## Theanets
- [main site](http://theanets.readthedocs.org/en/stable/quickstart.html)
- [git repository](https://github.com/lmjohns3/theanets)

The library implementation and its documents are both elegant and detailed. Please read the online tutorial by [Leif Johnson](http://lmjohns3.com/) if you need to learn the package. I will just try to put some notes here from my learning experience

In [2]:
import theanets
import numpy as np

### main steps in typical workflow for theanets
1. Create a Network Layout
2. Train the Network on Data
3. Use the network to make prediction

### usage patterns for deep learning tasks
1. Most of time you need to pick or customize a `loss` function, it defines your problem, e.g., classification (cross entropy), regression (mse) or autoencoder
    - 1.1. `loss` function composes of `error` and `regularization`, it usually involves both the output of differnet layers and the weights of them.
    - 1.2 in theanets you customize `loss` and `error` by inheritating `theanets.feedforward.Network` and overwrite the loss or err function. Using `find` method is the recommended way of getting parameters.
    - details: the `error` function only utilizes the outputs of different layers by default. And in the `loss` function, the built-in regularizaion include `l1/l2 norm for weights`, `l1/l2 norm for all hiddens`, and `contractive - Frobenius norm of hidden Jacobian`. The `setup_vars` method defines the variables needed to calculate the error.

Supplied records:
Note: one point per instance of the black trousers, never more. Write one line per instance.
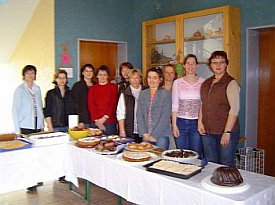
(29, 131)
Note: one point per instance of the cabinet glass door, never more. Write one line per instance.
(160, 44)
(203, 35)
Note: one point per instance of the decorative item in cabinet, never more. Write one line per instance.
(159, 43)
(205, 37)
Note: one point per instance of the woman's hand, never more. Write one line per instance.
(225, 139)
(149, 138)
(100, 125)
(201, 128)
(122, 133)
(176, 132)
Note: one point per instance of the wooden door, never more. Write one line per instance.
(99, 53)
(266, 112)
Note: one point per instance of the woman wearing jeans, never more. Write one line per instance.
(218, 117)
(154, 110)
(185, 106)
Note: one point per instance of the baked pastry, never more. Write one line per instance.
(175, 167)
(7, 137)
(106, 146)
(88, 142)
(14, 144)
(95, 132)
(226, 176)
(136, 156)
(143, 146)
(180, 153)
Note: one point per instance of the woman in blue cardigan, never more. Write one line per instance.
(154, 110)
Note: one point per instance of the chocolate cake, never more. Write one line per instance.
(226, 176)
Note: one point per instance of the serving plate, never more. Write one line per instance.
(143, 144)
(118, 139)
(188, 159)
(119, 148)
(197, 169)
(153, 158)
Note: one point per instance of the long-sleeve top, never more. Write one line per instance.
(160, 113)
(23, 108)
(80, 93)
(58, 107)
(186, 98)
(102, 100)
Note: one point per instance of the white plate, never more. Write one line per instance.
(206, 183)
(46, 139)
(179, 159)
(118, 149)
(153, 158)
(88, 139)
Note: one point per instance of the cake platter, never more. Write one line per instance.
(206, 183)
(153, 157)
(119, 148)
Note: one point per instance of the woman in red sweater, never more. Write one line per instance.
(102, 102)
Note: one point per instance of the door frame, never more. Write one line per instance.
(252, 85)
(122, 52)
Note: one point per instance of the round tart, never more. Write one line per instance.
(136, 156)
(143, 146)
(88, 142)
(226, 176)
(14, 144)
(106, 146)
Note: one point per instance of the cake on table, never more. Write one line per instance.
(136, 156)
(226, 176)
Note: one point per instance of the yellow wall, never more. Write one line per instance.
(36, 47)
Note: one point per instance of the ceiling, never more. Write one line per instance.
(14, 18)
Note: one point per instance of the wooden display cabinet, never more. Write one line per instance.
(200, 33)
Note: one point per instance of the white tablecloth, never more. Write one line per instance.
(20, 169)
(139, 186)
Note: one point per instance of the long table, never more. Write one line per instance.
(23, 168)
(135, 184)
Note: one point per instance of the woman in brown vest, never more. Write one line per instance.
(218, 117)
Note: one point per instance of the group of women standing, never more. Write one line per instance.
(201, 114)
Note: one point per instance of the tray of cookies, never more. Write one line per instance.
(173, 168)
(139, 147)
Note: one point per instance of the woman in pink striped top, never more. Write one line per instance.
(186, 102)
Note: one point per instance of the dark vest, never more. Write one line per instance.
(215, 105)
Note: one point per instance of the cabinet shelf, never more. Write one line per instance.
(203, 37)
(169, 41)
(171, 38)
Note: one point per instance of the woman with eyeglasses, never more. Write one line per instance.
(102, 102)
(154, 110)
(59, 103)
(186, 102)
(218, 118)
(80, 93)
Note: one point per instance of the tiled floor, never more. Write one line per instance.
(56, 193)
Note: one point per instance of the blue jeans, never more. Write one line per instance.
(163, 142)
(60, 129)
(110, 128)
(214, 152)
(189, 137)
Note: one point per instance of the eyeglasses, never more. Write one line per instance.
(218, 63)
(190, 64)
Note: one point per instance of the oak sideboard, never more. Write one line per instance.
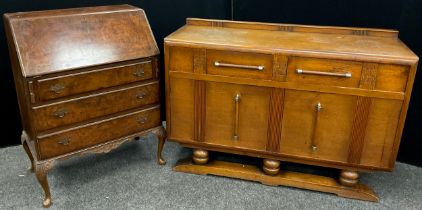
(335, 97)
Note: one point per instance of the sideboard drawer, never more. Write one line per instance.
(56, 87)
(317, 125)
(239, 64)
(88, 107)
(236, 115)
(62, 142)
(324, 72)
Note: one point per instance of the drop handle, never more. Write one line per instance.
(142, 120)
(61, 113)
(141, 95)
(139, 72)
(65, 141)
(57, 88)
(236, 117)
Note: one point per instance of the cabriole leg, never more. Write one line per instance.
(41, 170)
(24, 140)
(161, 135)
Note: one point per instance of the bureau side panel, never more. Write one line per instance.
(182, 109)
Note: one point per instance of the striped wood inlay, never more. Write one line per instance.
(279, 67)
(199, 113)
(368, 77)
(357, 135)
(274, 121)
(199, 61)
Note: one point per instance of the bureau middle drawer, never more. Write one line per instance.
(80, 82)
(324, 72)
(91, 106)
(239, 64)
(73, 139)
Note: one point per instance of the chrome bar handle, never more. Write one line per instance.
(318, 109)
(220, 64)
(322, 73)
(236, 117)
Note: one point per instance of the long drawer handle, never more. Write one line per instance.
(322, 73)
(236, 117)
(318, 109)
(57, 88)
(139, 72)
(65, 141)
(61, 113)
(220, 64)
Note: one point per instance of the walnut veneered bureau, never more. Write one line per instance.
(86, 80)
(327, 96)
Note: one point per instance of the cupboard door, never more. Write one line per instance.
(236, 115)
(317, 125)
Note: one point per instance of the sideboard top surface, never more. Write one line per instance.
(58, 40)
(365, 44)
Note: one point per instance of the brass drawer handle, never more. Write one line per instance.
(65, 141)
(142, 120)
(322, 73)
(220, 64)
(57, 88)
(61, 113)
(139, 72)
(236, 117)
(318, 109)
(141, 95)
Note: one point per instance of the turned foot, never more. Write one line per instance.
(271, 167)
(200, 156)
(41, 171)
(349, 178)
(24, 140)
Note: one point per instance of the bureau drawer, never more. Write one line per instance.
(73, 139)
(324, 72)
(239, 64)
(56, 87)
(88, 107)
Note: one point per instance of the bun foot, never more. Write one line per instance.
(46, 203)
(349, 178)
(271, 167)
(200, 156)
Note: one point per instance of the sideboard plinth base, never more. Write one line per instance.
(284, 178)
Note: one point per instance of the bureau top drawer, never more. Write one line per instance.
(60, 86)
(239, 64)
(324, 72)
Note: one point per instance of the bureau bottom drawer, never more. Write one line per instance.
(73, 139)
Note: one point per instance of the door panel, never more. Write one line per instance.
(324, 134)
(220, 122)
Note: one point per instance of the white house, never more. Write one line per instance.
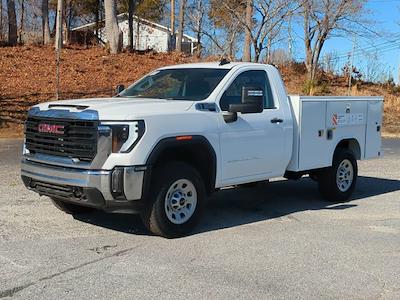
(147, 35)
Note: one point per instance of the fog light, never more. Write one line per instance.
(117, 184)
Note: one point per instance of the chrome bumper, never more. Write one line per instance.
(53, 179)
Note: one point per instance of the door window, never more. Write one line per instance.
(233, 93)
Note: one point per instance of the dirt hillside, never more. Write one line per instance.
(27, 77)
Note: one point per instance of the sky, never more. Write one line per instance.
(385, 17)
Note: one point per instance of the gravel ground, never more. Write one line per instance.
(279, 241)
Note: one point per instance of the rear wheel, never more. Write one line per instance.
(70, 208)
(176, 201)
(337, 183)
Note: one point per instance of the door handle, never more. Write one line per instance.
(276, 120)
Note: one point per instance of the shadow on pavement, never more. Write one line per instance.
(235, 207)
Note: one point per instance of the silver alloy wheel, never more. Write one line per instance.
(180, 201)
(344, 175)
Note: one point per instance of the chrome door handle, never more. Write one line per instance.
(276, 120)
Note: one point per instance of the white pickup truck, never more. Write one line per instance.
(162, 145)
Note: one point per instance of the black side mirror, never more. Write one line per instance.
(252, 101)
(119, 89)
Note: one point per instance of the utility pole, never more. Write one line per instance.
(58, 44)
(247, 37)
(351, 65)
(290, 39)
(172, 36)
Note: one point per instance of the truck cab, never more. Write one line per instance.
(180, 133)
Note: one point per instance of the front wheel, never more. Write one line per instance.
(338, 182)
(176, 200)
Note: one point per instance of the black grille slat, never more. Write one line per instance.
(79, 139)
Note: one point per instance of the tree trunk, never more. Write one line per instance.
(172, 38)
(58, 39)
(113, 33)
(96, 13)
(45, 22)
(1, 20)
(181, 25)
(247, 38)
(131, 9)
(12, 23)
(21, 22)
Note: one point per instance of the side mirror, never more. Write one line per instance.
(252, 101)
(119, 89)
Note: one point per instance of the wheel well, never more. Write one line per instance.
(197, 152)
(352, 145)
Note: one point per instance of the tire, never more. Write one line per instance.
(337, 183)
(176, 200)
(70, 208)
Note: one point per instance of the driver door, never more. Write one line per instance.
(252, 146)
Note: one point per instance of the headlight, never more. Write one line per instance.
(125, 135)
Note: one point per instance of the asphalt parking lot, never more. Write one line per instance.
(278, 241)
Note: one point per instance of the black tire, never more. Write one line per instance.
(154, 216)
(327, 178)
(70, 208)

Tasks:
1. Answer these questions about the theanets notes:
(a) What are the three main steps in the typical theanets workflow?
(b) What two parts make up the `loss` function?
(c) Which method is recommended for getting parameters?
2. Carry on writing the theanets notes from their final line.

Exercise responses:
1.
(a) Create a network layout, train the network on data, and use the network to make predictions.
(b) `error` and `regularization`.
(c) The `find` method.

2.
2. The second part usually involves defining layout of `layers` in the network, e.g., their # of neurons, connections, activations, weight initializations, noise mechanism for outputs. It essentially defines a function mapping from inputs to outputs, with assistance from parameters.
    - 2.1 As common pratice, most of time you need to re-use pre-defined layers, with different number of neurons or activation functions.
    - 2.2 Sometime when you need to totally re-define the input-output mapping, you need to override the `transform` method (or `output` method if you need things other than dropout or noise), and register all the used parameters in `setup` method by calling factory method like `add_weights` or `add_bias`.
3. You also need to specify the trianing algorithm. Most of time you will choose different hyperparameters e.g., batch_size, learning_rate, momentum and etc, instead of inventing your own optimizing method (because it is hard to come up with good ones).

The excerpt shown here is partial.